**WORK TO DO**
Convert the lines of the records into a Markdown table with the columns Row and Line, starting at the line that contains "tag: green mountain" and ending at the last line of the records. Include both of those lines, skip blank lines, and leave the pictures out of the answer.

++++ DATASET RECORDS

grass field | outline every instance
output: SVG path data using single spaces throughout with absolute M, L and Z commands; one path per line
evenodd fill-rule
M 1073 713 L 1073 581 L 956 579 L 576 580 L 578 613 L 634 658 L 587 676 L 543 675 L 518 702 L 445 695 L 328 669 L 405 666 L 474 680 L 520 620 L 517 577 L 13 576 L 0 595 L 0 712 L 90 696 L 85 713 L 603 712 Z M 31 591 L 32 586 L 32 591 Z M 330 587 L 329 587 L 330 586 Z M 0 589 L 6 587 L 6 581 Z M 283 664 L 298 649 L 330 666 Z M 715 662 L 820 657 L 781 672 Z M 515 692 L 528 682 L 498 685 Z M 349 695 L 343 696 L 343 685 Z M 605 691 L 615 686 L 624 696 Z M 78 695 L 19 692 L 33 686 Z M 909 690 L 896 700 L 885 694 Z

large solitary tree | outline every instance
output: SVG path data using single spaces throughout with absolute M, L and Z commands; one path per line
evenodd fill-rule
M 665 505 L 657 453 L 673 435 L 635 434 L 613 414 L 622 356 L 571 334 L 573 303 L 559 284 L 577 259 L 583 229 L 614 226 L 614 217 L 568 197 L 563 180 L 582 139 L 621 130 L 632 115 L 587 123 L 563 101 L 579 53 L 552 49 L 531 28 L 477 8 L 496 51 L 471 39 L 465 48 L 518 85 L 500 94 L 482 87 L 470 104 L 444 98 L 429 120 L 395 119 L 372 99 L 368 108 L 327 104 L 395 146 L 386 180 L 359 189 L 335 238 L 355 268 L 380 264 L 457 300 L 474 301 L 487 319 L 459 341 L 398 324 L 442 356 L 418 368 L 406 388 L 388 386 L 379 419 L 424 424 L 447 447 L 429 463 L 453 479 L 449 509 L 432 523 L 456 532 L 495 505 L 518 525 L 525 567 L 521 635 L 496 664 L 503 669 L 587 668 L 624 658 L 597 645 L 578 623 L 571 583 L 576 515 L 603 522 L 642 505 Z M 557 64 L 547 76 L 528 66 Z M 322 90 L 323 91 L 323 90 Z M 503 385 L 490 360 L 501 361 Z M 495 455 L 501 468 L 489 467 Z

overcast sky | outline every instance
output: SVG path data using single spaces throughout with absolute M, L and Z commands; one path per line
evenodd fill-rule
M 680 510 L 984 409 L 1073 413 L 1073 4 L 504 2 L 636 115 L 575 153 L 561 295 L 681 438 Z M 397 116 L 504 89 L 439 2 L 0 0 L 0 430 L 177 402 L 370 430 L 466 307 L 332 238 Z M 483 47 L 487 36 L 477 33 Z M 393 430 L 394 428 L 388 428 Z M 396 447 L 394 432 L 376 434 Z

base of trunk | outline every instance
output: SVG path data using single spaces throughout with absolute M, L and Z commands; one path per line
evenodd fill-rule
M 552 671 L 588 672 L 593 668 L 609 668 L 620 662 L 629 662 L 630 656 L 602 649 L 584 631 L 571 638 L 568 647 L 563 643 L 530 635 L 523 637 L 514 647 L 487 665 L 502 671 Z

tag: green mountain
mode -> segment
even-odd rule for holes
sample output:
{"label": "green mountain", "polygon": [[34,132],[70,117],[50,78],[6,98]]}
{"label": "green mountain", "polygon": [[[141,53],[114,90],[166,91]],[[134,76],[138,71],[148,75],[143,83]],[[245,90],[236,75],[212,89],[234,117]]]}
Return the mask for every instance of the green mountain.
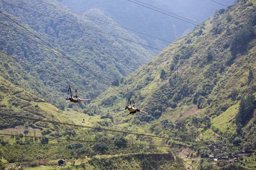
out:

++++++++

**CORRECT OUTPUT**
| Row | Line |
|---|---|
| 1 | tag: green mountain |
| 2 | mode -> segment |
| 3 | even-odd rule for holes |
| 4 | sample output: |
| 5 | {"label": "green mountain", "polygon": [[34,132],[70,117],[50,78],[6,98]]} |
| 6 | {"label": "green mountain", "polygon": [[[141,53],[114,90],[166,91]],[[134,76],[138,71],[148,75],[143,83]],[[245,90],[236,75],[212,89],[234,117]]]} |
| 7 | Return the mask for every instance of the green mountain. |
| 8 | out: |